-- start of LISTED RECORDS --

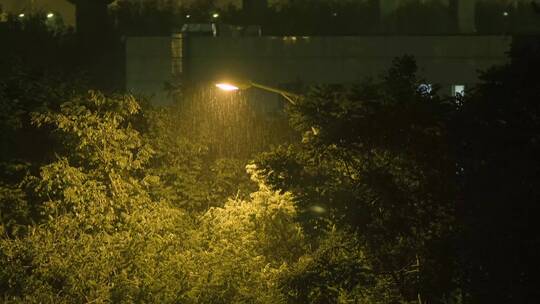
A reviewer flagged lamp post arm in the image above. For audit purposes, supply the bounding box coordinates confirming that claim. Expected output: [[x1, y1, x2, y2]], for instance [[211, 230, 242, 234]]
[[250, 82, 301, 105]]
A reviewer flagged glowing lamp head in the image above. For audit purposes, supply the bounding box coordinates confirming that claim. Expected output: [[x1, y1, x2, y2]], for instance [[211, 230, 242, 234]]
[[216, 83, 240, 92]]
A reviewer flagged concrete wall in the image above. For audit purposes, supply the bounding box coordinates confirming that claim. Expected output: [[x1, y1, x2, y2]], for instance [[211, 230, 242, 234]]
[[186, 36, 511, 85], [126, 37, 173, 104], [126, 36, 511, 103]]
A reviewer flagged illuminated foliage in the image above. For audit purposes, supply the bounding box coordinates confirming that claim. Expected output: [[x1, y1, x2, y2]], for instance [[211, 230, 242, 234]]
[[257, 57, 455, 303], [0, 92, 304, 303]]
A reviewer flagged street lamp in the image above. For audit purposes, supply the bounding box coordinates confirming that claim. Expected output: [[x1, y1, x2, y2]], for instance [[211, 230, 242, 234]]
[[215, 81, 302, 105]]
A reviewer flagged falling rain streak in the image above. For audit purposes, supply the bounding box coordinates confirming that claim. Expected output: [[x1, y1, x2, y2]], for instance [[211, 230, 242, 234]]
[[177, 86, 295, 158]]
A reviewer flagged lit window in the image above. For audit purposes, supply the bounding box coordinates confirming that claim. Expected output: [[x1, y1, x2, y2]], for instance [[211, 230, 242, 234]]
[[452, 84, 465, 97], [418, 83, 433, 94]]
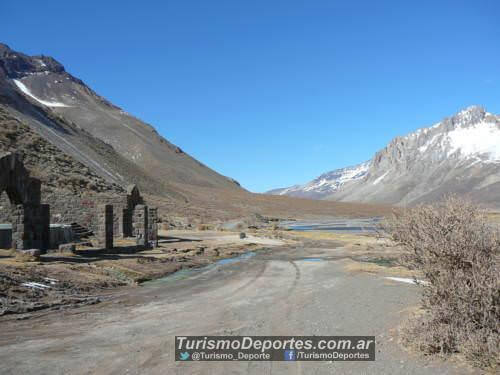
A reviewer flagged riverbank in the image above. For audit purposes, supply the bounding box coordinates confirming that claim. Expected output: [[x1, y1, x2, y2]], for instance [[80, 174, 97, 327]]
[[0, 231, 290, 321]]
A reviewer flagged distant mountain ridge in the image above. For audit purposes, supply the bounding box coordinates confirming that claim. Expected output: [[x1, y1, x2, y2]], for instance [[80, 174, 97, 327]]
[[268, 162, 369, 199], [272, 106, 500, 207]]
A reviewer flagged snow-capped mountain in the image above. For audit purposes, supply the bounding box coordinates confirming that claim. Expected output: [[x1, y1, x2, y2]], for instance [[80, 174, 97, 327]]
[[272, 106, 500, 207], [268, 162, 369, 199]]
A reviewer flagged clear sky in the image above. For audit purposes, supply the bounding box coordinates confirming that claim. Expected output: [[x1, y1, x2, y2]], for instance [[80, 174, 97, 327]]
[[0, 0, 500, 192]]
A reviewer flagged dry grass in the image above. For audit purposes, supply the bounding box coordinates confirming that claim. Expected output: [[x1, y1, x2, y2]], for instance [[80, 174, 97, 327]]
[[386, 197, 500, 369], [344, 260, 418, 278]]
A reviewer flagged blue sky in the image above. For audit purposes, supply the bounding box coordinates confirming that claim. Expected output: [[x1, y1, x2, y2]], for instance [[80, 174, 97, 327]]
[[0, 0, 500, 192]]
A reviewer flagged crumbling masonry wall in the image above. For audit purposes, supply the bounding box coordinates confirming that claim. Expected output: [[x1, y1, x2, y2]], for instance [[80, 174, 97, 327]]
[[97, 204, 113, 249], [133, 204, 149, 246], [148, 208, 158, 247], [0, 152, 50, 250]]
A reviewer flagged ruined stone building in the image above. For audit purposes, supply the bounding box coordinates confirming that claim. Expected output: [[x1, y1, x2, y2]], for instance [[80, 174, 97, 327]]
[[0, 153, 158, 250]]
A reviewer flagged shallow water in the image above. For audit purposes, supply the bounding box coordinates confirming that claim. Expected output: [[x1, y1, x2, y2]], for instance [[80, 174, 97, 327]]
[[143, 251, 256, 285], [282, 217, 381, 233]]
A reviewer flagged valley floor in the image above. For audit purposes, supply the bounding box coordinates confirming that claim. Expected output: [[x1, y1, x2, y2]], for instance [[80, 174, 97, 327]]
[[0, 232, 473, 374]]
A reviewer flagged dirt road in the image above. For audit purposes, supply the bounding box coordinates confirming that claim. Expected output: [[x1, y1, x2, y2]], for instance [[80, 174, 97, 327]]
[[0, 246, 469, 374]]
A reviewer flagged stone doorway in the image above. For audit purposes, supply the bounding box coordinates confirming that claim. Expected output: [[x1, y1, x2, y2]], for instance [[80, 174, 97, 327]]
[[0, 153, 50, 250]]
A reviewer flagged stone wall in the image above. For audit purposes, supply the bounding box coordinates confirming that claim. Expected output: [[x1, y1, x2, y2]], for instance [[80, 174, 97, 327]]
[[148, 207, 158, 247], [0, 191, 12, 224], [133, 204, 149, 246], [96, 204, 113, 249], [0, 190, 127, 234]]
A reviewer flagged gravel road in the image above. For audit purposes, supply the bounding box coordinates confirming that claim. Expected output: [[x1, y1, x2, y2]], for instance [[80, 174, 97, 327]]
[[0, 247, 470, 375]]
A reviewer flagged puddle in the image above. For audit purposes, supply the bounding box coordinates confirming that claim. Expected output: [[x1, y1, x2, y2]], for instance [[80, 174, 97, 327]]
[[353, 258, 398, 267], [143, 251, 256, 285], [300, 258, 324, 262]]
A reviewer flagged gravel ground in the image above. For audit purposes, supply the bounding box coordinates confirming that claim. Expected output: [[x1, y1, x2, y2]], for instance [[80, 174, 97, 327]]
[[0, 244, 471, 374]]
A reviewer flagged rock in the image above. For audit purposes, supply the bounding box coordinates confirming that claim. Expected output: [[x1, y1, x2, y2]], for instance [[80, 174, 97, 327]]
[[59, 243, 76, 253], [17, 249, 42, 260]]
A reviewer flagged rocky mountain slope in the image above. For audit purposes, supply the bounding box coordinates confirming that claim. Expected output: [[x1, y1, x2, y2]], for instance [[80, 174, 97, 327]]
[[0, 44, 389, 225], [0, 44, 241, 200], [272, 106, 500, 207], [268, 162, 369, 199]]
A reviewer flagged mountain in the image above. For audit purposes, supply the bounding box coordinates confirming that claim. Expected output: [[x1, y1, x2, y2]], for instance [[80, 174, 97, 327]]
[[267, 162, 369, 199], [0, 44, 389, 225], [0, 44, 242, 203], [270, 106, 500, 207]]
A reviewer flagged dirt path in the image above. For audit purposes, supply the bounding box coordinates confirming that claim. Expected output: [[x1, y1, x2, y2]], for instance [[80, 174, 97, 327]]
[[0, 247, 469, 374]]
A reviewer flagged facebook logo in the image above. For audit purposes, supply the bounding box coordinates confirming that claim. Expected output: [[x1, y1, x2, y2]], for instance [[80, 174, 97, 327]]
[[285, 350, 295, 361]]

-- end of LISTED RECORDS --

▶ PROBLEM: Can you repeat the data with "reviewer" switched to "moderator" and everything else unchanged, beginning at the line that has "A reviewer flagged dry" and stopping after the line that has "[[143, 251, 256, 285], [282, 217, 381, 233]]"?

▶ TASK RESULT:
A moderator flagged dry grass in the image above. For audit purposes, supply the bounding box coordinates confirming that claim. Expected output: [[x1, y1, x2, y2]], for instance [[80, 174, 97, 327]]
[[386, 197, 500, 369], [344, 260, 418, 278]]
A moderator flagged blue sky in the image above. For audit purposes, supply the bounding box coordinates confirming that claim. Expected output: [[x1, y1, x2, y2]], for instance [[80, 174, 97, 327]]
[[0, 0, 500, 192]]
A moderator flagged crumbling masonry wall in the image above. For audit purposes, supply the bounding box coordinates confirming that claim. Expected output: [[x1, y1, x2, y2]], for instance [[80, 174, 97, 327]]
[[97, 204, 113, 249], [133, 204, 149, 246], [148, 208, 158, 247], [0, 152, 50, 250]]
A moderator flagged ruined stone building in the image above. For audit purposes, supply the bounding box coordinates confirming that claim. Expected output: [[x1, y1, x2, y2]], for instance [[80, 174, 97, 327]]
[[0, 153, 158, 250]]
A moderator flagged shallow water in the image above. For audit purposes, supply the bounding box coordinates confirming that claim. Expected output: [[x1, y1, x2, y2]], for instance [[80, 174, 97, 327]]
[[143, 251, 256, 285], [282, 217, 381, 233]]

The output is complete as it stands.